**Exercise requirements:**
Could you update these lines by changing every "number 8 jersey" to "number 10 jersey", keeping everything else the same and leaving the pictures out?

================================

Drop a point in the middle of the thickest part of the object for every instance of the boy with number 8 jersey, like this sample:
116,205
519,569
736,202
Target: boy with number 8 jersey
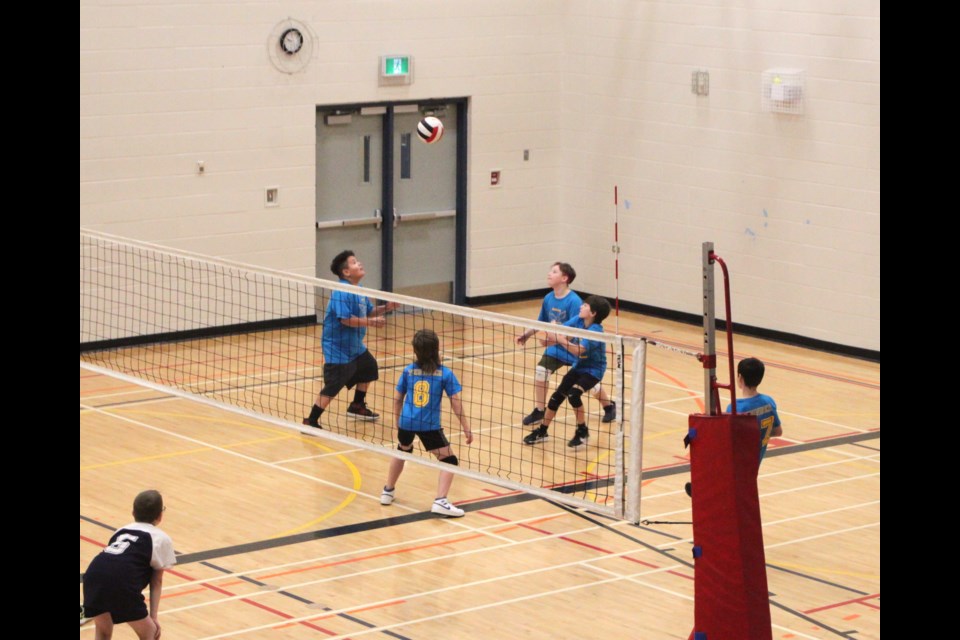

================================

**Complete output:**
Drop a point in the middle of the thickest part of the object for every instance of the boy with number 10 jersey, like this sample:
116,205
519,569
736,202
Target: boy with number 10 jersey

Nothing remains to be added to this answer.